> EXERCISE DIRECTIONS: What lines in the data hold the string "white"? Show them.
::: RECORD EXTRACTS
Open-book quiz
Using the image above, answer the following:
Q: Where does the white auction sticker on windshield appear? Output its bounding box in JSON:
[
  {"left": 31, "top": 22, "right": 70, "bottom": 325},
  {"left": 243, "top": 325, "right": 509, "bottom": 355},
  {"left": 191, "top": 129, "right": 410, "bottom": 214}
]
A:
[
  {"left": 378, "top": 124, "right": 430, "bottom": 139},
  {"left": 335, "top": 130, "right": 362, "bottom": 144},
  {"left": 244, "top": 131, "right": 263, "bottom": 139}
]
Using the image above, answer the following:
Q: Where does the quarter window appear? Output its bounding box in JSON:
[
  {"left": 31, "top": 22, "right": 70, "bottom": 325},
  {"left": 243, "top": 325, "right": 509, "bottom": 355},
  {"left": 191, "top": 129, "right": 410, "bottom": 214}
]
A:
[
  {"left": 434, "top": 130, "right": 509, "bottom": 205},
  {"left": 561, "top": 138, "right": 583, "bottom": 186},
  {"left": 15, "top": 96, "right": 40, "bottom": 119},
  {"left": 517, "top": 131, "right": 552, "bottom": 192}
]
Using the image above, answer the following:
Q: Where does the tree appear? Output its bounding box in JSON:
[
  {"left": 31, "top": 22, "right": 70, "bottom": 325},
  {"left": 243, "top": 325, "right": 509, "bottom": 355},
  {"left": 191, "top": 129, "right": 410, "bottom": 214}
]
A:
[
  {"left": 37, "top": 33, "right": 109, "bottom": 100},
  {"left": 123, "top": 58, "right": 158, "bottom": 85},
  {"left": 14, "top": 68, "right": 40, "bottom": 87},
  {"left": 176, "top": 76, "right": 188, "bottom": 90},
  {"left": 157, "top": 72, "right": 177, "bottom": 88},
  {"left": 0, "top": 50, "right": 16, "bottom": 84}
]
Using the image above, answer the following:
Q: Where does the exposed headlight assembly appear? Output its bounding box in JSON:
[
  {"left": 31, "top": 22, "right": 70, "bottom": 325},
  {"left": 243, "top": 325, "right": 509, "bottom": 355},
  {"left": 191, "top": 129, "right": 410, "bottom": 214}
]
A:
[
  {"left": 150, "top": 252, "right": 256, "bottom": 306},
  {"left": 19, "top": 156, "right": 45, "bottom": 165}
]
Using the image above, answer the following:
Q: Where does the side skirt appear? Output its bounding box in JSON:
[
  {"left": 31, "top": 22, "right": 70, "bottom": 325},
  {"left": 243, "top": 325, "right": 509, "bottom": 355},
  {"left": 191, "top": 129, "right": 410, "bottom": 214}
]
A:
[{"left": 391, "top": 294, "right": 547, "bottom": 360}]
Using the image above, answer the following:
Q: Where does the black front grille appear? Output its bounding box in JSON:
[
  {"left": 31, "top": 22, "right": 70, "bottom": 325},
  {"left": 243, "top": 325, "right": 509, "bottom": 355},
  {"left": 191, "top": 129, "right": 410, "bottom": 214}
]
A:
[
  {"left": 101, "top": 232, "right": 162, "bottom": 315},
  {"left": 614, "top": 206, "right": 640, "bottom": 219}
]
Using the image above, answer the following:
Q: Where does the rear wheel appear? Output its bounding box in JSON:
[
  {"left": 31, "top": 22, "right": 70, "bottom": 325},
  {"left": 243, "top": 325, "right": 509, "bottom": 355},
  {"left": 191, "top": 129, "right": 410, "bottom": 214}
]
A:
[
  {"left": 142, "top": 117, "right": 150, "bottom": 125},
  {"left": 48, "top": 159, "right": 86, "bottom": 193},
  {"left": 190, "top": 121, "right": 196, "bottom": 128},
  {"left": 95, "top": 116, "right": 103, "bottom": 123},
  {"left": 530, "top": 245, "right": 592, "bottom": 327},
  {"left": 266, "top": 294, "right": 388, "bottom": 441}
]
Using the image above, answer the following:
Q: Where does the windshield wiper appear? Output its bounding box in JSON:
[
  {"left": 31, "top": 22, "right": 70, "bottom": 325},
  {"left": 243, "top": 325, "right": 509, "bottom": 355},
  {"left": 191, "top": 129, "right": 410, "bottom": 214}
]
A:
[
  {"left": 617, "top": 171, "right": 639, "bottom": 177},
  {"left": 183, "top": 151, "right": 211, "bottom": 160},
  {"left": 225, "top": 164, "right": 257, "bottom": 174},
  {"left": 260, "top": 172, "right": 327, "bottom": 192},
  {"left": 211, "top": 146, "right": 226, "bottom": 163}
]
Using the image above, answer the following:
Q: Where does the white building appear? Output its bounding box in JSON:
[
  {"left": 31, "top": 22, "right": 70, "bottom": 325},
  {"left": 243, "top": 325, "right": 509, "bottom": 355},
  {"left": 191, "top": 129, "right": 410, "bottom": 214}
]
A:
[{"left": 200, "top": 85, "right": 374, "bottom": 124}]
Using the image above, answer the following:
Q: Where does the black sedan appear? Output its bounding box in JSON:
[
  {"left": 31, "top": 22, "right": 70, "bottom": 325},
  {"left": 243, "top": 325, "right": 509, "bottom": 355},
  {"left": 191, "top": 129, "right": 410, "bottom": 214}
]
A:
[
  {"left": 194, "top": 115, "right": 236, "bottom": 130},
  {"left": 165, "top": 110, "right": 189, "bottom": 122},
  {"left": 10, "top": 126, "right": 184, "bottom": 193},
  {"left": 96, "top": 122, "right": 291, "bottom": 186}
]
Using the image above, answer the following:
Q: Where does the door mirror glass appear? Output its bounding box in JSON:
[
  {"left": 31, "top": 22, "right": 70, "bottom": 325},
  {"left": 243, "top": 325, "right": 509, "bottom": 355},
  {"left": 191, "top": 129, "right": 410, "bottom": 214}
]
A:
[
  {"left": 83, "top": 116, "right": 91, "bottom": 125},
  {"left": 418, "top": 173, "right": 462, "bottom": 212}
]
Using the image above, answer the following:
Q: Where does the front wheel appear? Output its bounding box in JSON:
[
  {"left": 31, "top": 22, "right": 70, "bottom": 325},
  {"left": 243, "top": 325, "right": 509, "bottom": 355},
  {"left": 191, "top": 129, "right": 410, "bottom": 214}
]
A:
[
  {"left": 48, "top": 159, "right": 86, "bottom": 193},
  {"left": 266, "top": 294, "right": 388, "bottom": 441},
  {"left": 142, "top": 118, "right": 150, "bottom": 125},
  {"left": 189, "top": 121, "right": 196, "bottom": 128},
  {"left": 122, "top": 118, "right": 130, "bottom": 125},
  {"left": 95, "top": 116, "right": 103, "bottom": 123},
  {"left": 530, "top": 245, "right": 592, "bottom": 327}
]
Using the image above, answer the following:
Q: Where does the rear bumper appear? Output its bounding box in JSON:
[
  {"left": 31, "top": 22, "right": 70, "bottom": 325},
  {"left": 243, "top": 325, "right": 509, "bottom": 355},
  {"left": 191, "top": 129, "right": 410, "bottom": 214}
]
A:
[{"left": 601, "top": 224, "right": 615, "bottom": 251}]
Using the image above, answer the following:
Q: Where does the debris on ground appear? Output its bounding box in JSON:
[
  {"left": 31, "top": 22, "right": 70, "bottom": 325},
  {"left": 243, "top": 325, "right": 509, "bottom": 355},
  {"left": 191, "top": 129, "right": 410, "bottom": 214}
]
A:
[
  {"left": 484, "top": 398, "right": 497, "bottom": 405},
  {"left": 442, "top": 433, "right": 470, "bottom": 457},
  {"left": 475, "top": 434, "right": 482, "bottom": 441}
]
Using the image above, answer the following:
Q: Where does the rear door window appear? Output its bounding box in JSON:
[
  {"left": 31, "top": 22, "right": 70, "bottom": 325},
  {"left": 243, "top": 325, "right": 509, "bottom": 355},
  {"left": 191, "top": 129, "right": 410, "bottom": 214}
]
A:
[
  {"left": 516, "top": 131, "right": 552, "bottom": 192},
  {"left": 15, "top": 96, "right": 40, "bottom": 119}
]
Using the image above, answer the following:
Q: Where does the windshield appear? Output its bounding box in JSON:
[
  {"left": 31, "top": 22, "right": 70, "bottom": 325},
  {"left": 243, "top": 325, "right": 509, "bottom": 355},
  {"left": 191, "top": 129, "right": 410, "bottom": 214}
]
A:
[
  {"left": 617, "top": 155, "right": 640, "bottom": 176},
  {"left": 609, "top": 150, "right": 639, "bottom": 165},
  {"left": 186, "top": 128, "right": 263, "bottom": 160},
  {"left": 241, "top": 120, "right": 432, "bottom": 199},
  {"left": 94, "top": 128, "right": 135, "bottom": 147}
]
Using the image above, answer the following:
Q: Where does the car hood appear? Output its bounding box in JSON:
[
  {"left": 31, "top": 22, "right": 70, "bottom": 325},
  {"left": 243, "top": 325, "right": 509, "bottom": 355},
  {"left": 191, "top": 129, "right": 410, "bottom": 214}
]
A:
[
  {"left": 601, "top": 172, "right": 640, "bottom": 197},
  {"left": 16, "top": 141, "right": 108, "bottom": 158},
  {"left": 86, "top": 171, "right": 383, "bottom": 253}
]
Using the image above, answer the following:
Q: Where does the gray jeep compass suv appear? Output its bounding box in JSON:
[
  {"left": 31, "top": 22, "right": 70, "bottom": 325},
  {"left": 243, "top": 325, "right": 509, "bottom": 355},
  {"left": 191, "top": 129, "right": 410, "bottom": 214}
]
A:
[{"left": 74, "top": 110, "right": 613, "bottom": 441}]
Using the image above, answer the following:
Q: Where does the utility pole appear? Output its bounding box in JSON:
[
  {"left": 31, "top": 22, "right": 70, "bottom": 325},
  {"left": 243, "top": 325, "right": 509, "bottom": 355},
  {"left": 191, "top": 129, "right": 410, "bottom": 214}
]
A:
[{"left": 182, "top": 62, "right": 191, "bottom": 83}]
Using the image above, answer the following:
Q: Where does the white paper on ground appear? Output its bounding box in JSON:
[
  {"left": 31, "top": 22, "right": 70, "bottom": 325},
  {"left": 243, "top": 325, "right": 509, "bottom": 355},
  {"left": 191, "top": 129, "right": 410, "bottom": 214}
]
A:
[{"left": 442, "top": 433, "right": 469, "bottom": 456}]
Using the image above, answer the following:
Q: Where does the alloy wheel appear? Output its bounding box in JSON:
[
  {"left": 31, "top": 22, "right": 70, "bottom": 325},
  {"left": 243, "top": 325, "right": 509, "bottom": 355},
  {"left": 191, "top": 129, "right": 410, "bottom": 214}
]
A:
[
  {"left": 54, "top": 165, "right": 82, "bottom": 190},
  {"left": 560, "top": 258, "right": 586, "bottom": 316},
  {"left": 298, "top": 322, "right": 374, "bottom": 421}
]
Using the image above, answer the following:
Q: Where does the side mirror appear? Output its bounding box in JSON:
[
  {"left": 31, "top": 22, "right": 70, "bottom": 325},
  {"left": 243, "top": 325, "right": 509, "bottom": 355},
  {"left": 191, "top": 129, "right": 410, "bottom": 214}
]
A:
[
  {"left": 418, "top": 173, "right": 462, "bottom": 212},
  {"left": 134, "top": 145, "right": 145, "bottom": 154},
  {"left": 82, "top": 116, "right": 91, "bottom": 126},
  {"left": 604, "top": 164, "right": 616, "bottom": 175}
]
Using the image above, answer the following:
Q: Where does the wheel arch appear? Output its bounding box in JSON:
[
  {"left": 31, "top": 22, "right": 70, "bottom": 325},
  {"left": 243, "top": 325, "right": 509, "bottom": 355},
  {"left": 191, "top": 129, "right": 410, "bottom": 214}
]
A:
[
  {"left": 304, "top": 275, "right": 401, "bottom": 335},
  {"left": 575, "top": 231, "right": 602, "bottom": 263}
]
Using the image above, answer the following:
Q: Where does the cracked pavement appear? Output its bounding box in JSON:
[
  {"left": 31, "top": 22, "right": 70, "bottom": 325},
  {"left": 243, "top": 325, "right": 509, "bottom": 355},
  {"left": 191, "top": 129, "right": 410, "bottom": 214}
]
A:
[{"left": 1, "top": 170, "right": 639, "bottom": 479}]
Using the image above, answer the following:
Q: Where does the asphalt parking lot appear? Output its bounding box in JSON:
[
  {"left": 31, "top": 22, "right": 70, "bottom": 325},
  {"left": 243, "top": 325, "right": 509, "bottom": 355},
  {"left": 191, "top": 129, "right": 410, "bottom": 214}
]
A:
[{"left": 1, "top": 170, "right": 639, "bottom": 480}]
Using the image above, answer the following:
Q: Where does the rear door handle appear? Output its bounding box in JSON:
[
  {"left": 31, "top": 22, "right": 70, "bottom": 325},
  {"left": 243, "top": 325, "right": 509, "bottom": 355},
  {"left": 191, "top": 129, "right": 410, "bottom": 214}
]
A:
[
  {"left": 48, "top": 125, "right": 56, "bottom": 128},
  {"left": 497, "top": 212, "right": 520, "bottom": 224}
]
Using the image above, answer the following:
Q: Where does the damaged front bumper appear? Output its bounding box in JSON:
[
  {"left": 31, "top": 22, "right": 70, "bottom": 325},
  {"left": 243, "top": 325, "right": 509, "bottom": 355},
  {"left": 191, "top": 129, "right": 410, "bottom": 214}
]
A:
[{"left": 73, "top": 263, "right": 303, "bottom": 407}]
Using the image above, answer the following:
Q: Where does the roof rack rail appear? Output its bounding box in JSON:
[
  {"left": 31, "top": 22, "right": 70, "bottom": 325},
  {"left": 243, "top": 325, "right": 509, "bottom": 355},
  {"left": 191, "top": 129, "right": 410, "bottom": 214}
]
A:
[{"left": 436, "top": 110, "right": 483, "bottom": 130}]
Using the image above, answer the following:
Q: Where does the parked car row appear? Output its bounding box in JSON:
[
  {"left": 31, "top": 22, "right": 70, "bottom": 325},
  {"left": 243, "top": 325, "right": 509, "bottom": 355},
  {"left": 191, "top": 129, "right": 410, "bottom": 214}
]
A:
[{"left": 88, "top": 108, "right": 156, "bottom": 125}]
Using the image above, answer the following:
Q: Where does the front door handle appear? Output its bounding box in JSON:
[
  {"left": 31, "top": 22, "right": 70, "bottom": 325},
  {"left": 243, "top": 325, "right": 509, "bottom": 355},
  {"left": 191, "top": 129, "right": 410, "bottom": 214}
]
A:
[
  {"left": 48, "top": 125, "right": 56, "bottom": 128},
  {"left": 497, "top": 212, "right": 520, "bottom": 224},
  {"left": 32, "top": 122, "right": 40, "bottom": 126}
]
::::::
> RESPONSE BELOW:
Q: Where does the white auction sticker on windshield appear? Output its bounding box in JSON:
Q: Where does the white building appear? Output its bounding box in JSON:
Q: Where does the white paper on ground appear? Output its bounding box in JSON:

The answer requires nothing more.